---- Text provided

2. Life. But in the future, artificial life could have artificial intelligence with a consciousness.

2 hours ago, Boydstun said:

In Rand's Galt's Speech (GS, 1957), she broaches the topic of sensory illusions, which she takes to be only illusions insofar as one has made an error in judgement-identifications about what is there. And this was because the sensory systems are purely physical, therefore purely deterministic, and being without free will, unlike conscious thinking, the senses have no power to "deceive" one. It's an old philosophic picture—held most famously by Kant: the inerrancy of the senses. Own up to it or not, that picture put forth in GS implies there are no perceptual illusions that one cannot expunge from experience by intellectual understanding of how they are caused. That picture of Rand (and others) is false, beginning to end. There is no such physical determinism even in the classical regular regime of physical law when one gets down to real physical processes taken in their intersecting independent causal streams as in nature. (I don't care how many thousands of times that phony picture of physical determinism in the classical regime has been repeated by way of introducing the "problem of free will", it is still baloney, as ever it was down from LaPlace.)

--------
---- Entries shown

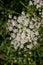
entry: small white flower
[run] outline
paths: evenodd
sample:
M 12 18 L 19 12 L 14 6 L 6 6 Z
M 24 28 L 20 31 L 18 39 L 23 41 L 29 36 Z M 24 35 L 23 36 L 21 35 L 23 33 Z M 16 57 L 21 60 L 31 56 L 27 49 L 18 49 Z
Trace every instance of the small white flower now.
M 29 1 L 29 5 L 33 5 L 33 4 L 32 4 L 32 1 Z
M 8 29 L 9 29 L 9 31 L 12 31 L 13 30 L 13 27 L 10 26 L 10 27 L 8 27 Z
M 37 4 L 37 6 L 36 6 L 36 7 L 37 7 L 37 9 L 38 9 L 38 8 L 40 8 L 41 6 L 40 6 L 39 4 Z
M 22 15 L 25 15 L 25 12 L 23 11 L 21 14 L 22 14 Z
M 9 18 L 12 18 L 12 15 L 9 15 Z
M 33 47 L 33 45 L 32 45 L 32 44 L 27 45 L 27 48 L 29 48 L 29 49 L 32 49 L 32 47 Z

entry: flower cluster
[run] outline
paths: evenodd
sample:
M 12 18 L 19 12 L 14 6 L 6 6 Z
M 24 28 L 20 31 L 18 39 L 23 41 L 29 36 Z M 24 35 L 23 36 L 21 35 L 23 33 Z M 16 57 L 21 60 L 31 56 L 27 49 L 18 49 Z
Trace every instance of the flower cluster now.
M 43 0 L 30 0 L 29 5 L 36 5 L 37 8 L 43 6 Z
M 32 5 L 31 1 L 29 5 Z M 42 6 L 42 1 L 36 0 L 34 5 L 39 8 Z M 43 18 L 43 11 L 41 12 L 41 17 Z M 18 18 L 14 16 L 12 19 L 12 15 L 9 15 L 7 24 L 11 35 L 11 44 L 14 44 L 14 48 L 23 48 L 24 44 L 28 43 L 27 48 L 31 49 L 33 44 L 37 44 L 37 39 L 40 36 L 38 29 L 43 25 L 43 19 L 40 20 L 34 15 L 30 20 L 29 14 L 25 14 L 23 11 Z

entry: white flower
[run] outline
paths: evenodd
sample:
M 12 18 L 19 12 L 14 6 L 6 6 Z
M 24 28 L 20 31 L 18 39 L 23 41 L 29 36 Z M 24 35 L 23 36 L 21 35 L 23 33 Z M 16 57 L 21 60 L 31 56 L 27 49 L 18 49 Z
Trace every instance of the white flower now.
M 36 6 L 36 7 L 37 7 L 37 9 L 38 9 L 38 8 L 40 8 L 41 6 L 40 6 L 39 4 L 37 4 L 37 6 Z
M 9 15 L 9 18 L 12 18 L 12 15 Z
M 33 45 L 32 45 L 32 44 L 27 45 L 27 48 L 29 48 L 29 49 L 32 49 L 32 47 L 33 47 Z
M 22 11 L 22 13 L 21 13 L 22 15 L 25 15 L 25 12 L 24 11 Z
M 21 16 L 18 17 L 17 22 L 22 23 L 22 17 Z
M 9 29 L 9 31 L 12 31 L 12 30 L 13 30 L 13 27 L 12 27 L 12 26 L 10 26 L 10 27 L 8 27 L 8 29 Z
M 17 19 L 17 17 L 16 17 L 16 16 L 14 16 L 14 17 L 13 17 L 13 19 L 15 19 L 15 20 L 16 20 L 16 19 Z
M 29 1 L 29 5 L 33 5 L 33 4 L 32 4 L 32 1 Z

--------

» Exercises to complete:
A. Translate this sentence from the passage on Rand and sensory illusions into Spanish: "It's an old philosophic picture—held most famously by Kant: the inerrancy of the senses."
B. Write the next paragraph of the passage on Rand and sensory illusions, picking up right after its closing parenthetical remark.

» Expected outputs:
A. Es una vieja concepción filosófica, sostenida sobre todo por Kant: la infalibilidad de los sentidos.

B.
As Peter noted above, Rand held to the modern view which, most reasonably, takes all occasions of consciousness to be features of living animal brain. She writes in GS that mind is not possible without physical life: "Your mind is your life" and "neither is possible without the other." Also, in an oral exchange a dozen years later, Rand remarked concerning consciousness: "It's a concept that could not enter your mind or your language unless in the form of a faculty of a living entity. That's what the concept means." (ITOE App., 252; cf. Binswanger 2014, 30–41; and the article by Robert Efron in The Objectivist which Peter mentioned earlier.) 

Any free will and any volitional, fallible consciousness are undergirded by living brain processes. Just as when we drift on habit, engage in evasion, or get things right.

None of my retuning of Rand on classical physical process (including living sensory process), which I published in Objectivity in the 1990's and was likewise put forth later by Alan Gotthelf in his little book On Ayn Rand (only with my talk of independent causal 'streams' replaced with independent causal 'chains' and without remarking that he was departing from Rand) affects at all the fundamental principle permeating good epistemology that consciousness is identification (focally, of existence). 

 

7 minutes ago, Boydstun said:

No. Although Rand may have had a view here or there that suggested dualism, her general metaphysics and biocentric ethics and psychology would not be consistent with dualism. At least not in the sense of dualism as usually meant: of some sort of fundamental dichotomy of the physical and the mental.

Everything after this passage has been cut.